== Task details ==
Answer the following questions using the passage on the Oscar-nominated cinematography.
1. At which hotel were the 38th ASC Awards held?
2. Which of the five Oscar nominees was the lone digital production?
3. What camera was used to shoot the simulated newsreel footage in "Killers of the Flower Moon"?

== Passage shown ==
Van Hoytema won his first Feature Film prize at the 38th ASC Awards March 3 at the Beverly Hilton Hotel, putting him in the Oscar driver’s seat. Significantly, four out of the five Oscar nominees were shot on Kodak film (“El Conde” was the lone digital). This is the first time since 2010, which confirms the importance of analog cinematography to filmmakers (2023 saw more than 60 movies released on film).
In addition, all five films have elements of color and black-and-white, though “El Conde” is all monochrome except for the last sequence. It’s integral to “Oppenheimer’s” overlapping narratives while both “Maestro” and “Poor Things” go from monochrome to color. “Killers of the Flower Moon” boasts authentically simulated black-and-white newsreel footage of the Osage Nation (shot with Martin Scorsese’s 1917 Bell & Howell 2709 camera and Kodak black-and-white Eastman Double-X 5222 film stock).
“Oppenheimer” represents the culmination of van Hoytema’s IMAX collaboration with Christopher Nolan. The duo achieves a new kind of intimate spectacle with this psychological thriller about physicist J. Robert Oppenheimer (Cillian Murphy), the “father of the atomic bomb.” The cinematographer uses the large-format IMAX camera to explore the landscape of faces; namely, Oppenheimer’s in color from his perspective and antagonist Admiral Lewis Strauss’ (Robert Downey Jr.) in black-and-white from his. A shout out to Kodak for engineering 65mm monochromatic film for IMAX at the request of the director and cinematographer. This helped van Hoytema redefine portraits and close-ups in the same 70mm IMAX presentation.

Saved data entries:
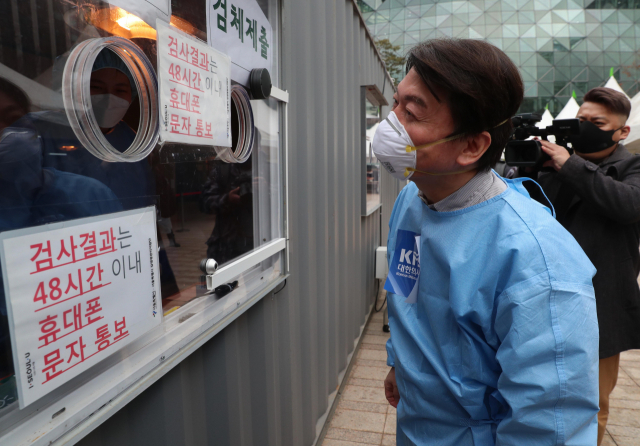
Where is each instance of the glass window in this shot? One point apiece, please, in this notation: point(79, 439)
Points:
point(205, 207)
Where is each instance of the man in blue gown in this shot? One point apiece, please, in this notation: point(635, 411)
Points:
point(494, 334)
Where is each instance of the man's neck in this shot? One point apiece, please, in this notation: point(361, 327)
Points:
point(599, 157)
point(437, 188)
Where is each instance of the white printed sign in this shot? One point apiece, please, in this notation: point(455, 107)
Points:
point(76, 293)
point(239, 27)
point(147, 10)
point(194, 90)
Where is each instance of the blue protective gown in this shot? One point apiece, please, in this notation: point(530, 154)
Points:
point(501, 346)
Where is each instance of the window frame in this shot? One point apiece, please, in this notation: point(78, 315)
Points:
point(72, 411)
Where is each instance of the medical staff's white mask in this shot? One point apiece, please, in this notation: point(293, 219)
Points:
point(392, 145)
point(109, 109)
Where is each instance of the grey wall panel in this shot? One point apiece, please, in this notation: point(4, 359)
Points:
point(266, 378)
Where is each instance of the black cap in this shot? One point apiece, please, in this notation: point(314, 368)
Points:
point(260, 83)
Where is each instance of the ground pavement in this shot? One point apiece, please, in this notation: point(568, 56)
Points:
point(363, 416)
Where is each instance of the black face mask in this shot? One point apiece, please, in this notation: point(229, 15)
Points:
point(592, 139)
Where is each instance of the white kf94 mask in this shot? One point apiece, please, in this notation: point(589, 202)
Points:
point(109, 109)
point(392, 145)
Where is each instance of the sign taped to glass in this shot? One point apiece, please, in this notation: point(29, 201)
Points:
point(194, 90)
point(76, 293)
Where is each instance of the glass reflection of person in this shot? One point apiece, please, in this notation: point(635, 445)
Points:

== Answer to this exercise ==
1. The Beverly Hilton Hotel.
2. "El Conde."
3. Martin Scorsese's 1917 Bell & Howell 2709 camera.